(Coordinate annotation entries)
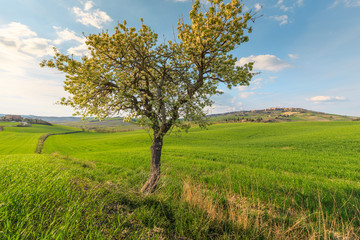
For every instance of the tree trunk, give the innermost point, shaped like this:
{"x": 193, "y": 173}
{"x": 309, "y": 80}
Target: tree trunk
{"x": 151, "y": 183}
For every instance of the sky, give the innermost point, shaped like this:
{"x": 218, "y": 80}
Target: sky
{"x": 306, "y": 52}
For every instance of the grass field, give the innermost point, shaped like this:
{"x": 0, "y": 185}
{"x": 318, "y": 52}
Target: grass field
{"x": 295, "y": 180}
{"x": 20, "y": 140}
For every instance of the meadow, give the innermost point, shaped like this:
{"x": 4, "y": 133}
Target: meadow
{"x": 297, "y": 180}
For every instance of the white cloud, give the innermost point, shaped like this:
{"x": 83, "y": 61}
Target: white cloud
{"x": 67, "y": 35}
{"x": 265, "y": 63}
{"x": 88, "y": 5}
{"x": 80, "y": 50}
{"x": 283, "y": 19}
{"x": 19, "y": 36}
{"x": 257, "y": 7}
{"x": 89, "y": 16}
{"x": 37, "y": 46}
{"x": 326, "y": 99}
{"x": 257, "y": 83}
{"x": 293, "y": 56}
{"x": 347, "y": 3}
{"x": 25, "y": 87}
{"x": 291, "y": 4}
{"x": 243, "y": 95}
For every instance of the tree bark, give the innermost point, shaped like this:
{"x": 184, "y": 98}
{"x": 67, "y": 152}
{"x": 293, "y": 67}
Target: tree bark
{"x": 153, "y": 179}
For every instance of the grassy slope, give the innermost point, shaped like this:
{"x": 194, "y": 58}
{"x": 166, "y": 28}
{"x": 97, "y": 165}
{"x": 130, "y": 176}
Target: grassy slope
{"x": 16, "y": 140}
{"x": 284, "y": 180}
{"x": 295, "y": 168}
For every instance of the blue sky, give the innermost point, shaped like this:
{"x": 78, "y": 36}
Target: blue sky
{"x": 306, "y": 51}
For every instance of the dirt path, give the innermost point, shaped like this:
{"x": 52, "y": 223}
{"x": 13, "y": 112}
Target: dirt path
{"x": 42, "y": 139}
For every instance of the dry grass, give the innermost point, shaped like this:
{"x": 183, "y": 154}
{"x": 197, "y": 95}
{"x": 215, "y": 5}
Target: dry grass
{"x": 268, "y": 221}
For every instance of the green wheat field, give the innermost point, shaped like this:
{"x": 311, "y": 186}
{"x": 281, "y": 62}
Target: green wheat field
{"x": 291, "y": 180}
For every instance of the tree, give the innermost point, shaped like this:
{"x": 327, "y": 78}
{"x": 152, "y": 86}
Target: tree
{"x": 163, "y": 85}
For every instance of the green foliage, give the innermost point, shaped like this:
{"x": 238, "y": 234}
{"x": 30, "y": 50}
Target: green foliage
{"x": 131, "y": 71}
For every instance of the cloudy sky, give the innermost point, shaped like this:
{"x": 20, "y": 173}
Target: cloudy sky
{"x": 307, "y": 52}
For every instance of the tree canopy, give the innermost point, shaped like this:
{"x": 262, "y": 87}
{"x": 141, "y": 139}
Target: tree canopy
{"x": 159, "y": 82}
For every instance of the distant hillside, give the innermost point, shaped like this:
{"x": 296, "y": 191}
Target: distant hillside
{"x": 265, "y": 115}
{"x": 278, "y": 115}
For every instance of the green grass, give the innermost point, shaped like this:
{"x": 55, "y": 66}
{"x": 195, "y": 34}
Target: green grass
{"x": 16, "y": 140}
{"x": 233, "y": 181}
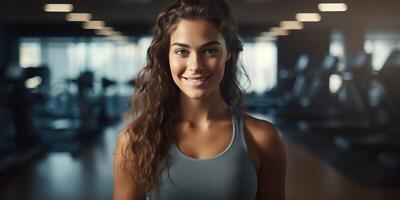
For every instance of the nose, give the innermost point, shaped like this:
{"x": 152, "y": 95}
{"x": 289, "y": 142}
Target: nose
{"x": 195, "y": 62}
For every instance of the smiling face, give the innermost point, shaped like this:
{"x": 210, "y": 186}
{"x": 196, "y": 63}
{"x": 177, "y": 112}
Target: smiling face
{"x": 197, "y": 58}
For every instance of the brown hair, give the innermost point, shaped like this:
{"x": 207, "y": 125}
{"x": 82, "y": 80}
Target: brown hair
{"x": 155, "y": 101}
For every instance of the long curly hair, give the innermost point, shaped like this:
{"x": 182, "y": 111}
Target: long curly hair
{"x": 154, "y": 103}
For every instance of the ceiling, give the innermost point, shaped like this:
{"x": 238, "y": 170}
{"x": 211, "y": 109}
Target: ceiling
{"x": 253, "y": 16}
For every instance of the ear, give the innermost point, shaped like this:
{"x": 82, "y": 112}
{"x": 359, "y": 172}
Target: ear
{"x": 228, "y": 56}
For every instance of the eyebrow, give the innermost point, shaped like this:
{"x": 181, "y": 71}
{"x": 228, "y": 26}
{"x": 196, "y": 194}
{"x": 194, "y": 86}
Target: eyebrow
{"x": 202, "y": 46}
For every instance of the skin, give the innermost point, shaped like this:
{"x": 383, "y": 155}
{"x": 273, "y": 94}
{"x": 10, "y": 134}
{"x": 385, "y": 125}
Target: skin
{"x": 197, "y": 48}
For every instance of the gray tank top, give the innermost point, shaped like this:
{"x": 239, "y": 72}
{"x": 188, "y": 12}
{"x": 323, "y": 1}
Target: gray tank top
{"x": 230, "y": 175}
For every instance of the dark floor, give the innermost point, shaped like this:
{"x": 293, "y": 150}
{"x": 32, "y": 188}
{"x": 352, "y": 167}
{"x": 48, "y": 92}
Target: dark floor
{"x": 89, "y": 176}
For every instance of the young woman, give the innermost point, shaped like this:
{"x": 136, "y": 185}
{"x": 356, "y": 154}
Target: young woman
{"x": 189, "y": 138}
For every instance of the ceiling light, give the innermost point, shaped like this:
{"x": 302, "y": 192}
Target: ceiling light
{"x": 78, "y": 17}
{"x": 104, "y": 32}
{"x": 94, "y": 25}
{"x": 291, "y": 25}
{"x": 58, "y": 7}
{"x": 277, "y": 31}
{"x": 308, "y": 17}
{"x": 332, "y": 7}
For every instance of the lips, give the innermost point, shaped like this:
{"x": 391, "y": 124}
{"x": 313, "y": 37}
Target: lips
{"x": 196, "y": 80}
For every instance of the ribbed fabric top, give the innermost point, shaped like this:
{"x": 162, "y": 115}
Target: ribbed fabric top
{"x": 230, "y": 175}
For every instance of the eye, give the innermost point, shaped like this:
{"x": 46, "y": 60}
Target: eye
{"x": 182, "y": 52}
{"x": 211, "y": 51}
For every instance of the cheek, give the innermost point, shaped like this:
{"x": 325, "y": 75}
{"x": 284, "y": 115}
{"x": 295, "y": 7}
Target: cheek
{"x": 174, "y": 65}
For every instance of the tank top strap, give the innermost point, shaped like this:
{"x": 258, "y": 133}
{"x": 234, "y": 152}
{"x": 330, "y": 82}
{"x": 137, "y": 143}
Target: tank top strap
{"x": 239, "y": 127}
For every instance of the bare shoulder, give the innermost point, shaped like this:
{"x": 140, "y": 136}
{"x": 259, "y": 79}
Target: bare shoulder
{"x": 123, "y": 141}
{"x": 265, "y": 135}
{"x": 267, "y": 145}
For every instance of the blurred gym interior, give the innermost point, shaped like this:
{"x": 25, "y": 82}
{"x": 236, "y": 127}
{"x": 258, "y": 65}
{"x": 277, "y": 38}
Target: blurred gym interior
{"x": 325, "y": 72}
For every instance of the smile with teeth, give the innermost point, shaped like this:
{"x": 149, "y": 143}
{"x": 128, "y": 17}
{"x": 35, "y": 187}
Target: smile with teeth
{"x": 196, "y": 81}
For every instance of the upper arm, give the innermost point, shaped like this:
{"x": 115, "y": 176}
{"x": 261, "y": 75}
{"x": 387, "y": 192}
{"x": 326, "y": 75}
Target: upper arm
{"x": 123, "y": 169}
{"x": 272, "y": 156}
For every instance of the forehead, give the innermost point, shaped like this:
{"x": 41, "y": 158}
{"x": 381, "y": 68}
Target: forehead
{"x": 195, "y": 32}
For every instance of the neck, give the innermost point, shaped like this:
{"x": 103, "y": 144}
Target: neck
{"x": 202, "y": 111}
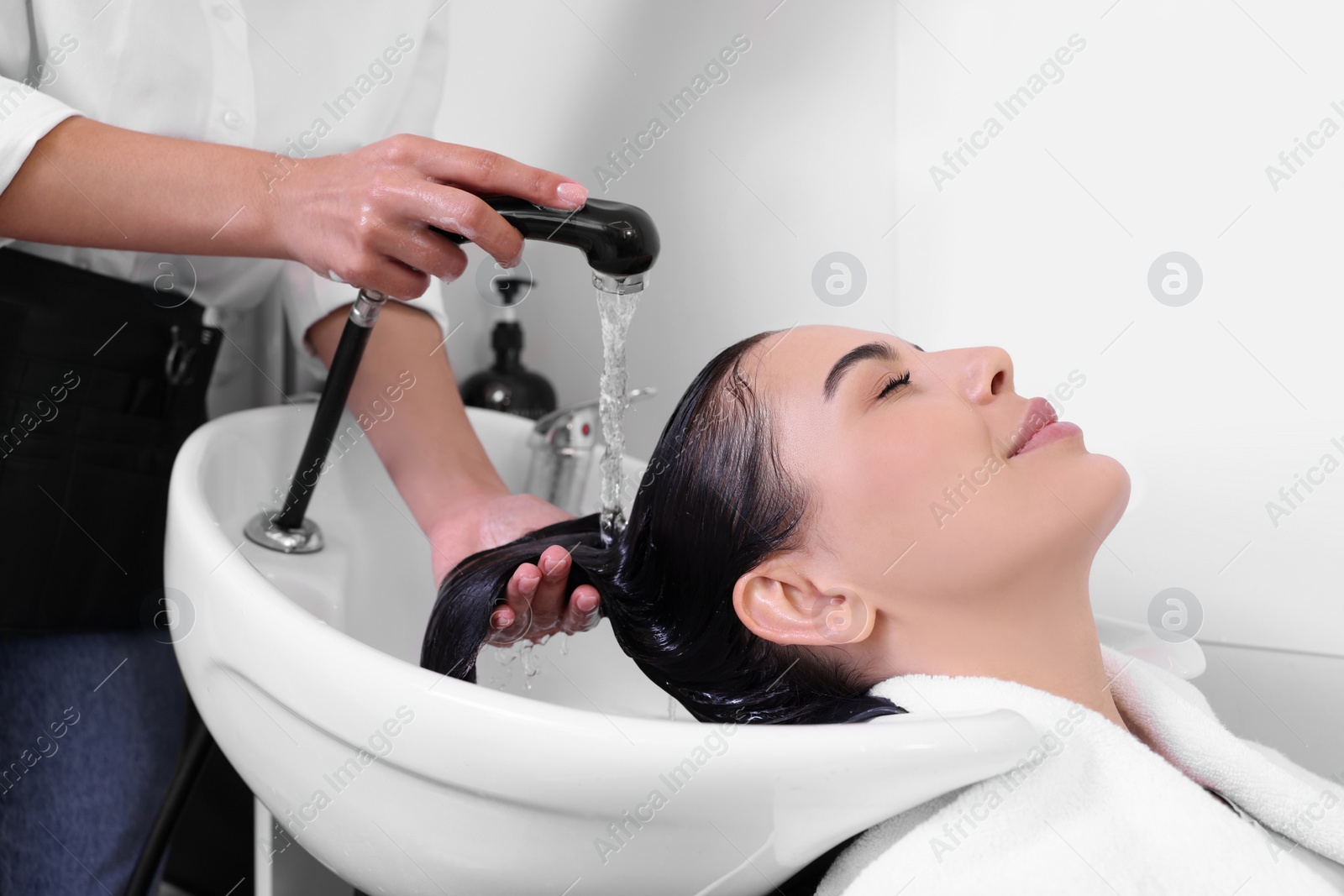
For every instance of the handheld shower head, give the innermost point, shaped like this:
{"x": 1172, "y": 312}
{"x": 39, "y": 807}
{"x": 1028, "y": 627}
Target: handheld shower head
{"x": 618, "y": 241}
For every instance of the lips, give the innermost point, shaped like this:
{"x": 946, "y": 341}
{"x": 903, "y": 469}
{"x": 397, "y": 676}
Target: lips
{"x": 1039, "y": 426}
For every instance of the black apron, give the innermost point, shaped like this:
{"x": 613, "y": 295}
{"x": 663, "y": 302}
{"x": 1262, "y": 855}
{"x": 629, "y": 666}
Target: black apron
{"x": 100, "y": 385}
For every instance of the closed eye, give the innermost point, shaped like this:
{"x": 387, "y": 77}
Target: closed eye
{"x": 893, "y": 385}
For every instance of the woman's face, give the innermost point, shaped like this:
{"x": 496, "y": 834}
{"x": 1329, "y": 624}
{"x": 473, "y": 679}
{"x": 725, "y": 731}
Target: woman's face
{"x": 922, "y": 500}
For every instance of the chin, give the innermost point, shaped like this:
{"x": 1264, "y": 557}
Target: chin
{"x": 1105, "y": 481}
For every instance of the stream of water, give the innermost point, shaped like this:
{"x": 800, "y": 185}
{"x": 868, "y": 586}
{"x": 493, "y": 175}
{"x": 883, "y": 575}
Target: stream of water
{"x": 616, "y": 312}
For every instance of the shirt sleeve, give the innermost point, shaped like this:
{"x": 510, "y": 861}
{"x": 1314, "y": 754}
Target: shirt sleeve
{"x": 26, "y": 113}
{"x": 307, "y": 296}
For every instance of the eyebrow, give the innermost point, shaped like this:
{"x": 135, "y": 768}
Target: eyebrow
{"x": 878, "y": 351}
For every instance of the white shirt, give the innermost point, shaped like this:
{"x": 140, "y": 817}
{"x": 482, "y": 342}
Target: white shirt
{"x": 295, "y": 76}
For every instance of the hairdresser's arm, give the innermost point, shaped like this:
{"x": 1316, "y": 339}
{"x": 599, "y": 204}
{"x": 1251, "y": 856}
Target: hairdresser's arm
{"x": 360, "y": 215}
{"x": 443, "y": 472}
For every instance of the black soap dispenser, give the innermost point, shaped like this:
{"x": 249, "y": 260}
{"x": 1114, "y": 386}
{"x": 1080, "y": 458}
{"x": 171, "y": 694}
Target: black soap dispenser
{"x": 507, "y": 385}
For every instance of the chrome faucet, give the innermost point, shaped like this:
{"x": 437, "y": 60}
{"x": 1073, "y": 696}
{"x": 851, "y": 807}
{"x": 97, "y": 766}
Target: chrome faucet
{"x": 562, "y": 446}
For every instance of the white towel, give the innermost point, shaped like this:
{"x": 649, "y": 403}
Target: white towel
{"x": 1095, "y": 810}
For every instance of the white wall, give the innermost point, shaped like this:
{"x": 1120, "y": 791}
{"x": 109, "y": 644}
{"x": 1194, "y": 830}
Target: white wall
{"x": 1156, "y": 139}
{"x": 804, "y": 129}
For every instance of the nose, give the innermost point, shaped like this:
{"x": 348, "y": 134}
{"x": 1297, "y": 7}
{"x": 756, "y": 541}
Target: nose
{"x": 988, "y": 372}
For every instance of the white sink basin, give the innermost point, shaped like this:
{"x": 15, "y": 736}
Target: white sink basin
{"x": 304, "y": 667}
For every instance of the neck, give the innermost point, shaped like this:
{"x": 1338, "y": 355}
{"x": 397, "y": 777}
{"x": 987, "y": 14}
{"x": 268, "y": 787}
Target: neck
{"x": 1038, "y": 631}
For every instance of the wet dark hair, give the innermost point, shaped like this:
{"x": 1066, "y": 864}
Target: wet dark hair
{"x": 714, "y": 503}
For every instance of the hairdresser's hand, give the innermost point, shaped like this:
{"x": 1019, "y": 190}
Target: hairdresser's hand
{"x": 537, "y": 604}
{"x": 363, "y": 215}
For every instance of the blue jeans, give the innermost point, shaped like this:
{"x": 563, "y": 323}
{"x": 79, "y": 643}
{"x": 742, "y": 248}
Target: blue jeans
{"x": 91, "y": 726}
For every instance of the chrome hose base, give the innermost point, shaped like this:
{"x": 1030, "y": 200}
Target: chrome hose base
{"x": 306, "y": 539}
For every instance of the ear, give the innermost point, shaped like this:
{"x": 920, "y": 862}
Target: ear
{"x": 779, "y": 604}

_Request_.
Repeat only what runs from the line holding "For every instance of the white wall, give" to the end of the data, keeping every line exactly as written, first and last included.

_Answer in full_.
For every instance of the white wall, give the innermost point, shaped like this:
{"x": 1120, "y": 791}
{"x": 109, "y": 644}
{"x": 1194, "y": 830}
Target: white wall
{"x": 1156, "y": 139}
{"x": 804, "y": 129}
For every instance of the nose, give the innermost point, shaped like this:
{"x": 348, "y": 134}
{"x": 1297, "y": 7}
{"x": 756, "y": 541}
Target: nose
{"x": 988, "y": 372}
For every instance of the white sink basin, give the innermost point, shaped like this:
{"x": 15, "y": 736}
Target: white sink basin
{"x": 304, "y": 667}
For every instance of the neck, give the innermost point, shaped like this:
{"x": 1338, "y": 355}
{"x": 397, "y": 777}
{"x": 987, "y": 14}
{"x": 268, "y": 787}
Target: neck
{"x": 1038, "y": 631}
For every instance of the wet dark hair, give the innermost point, shaped like this:
{"x": 1066, "y": 864}
Target: wet dark hair
{"x": 714, "y": 503}
For every instance of the hairdresser's hand, give the innermost point, shaped like this:
{"x": 1019, "y": 190}
Target: hairdresser's hand
{"x": 537, "y": 604}
{"x": 363, "y": 215}
For every instance of the blue jeans, give the innermost point, shaped like this:
{"x": 563, "y": 323}
{"x": 79, "y": 643}
{"x": 742, "y": 248}
Target: blue jeans
{"x": 91, "y": 726}
For every instance of the chrome hose base, give the innermost point, shaped like this:
{"x": 1030, "y": 200}
Target: chrome hose base
{"x": 306, "y": 539}
For every instance of the ear, give the innermost point, shaped like this:
{"x": 920, "y": 862}
Target: ear
{"x": 779, "y": 604}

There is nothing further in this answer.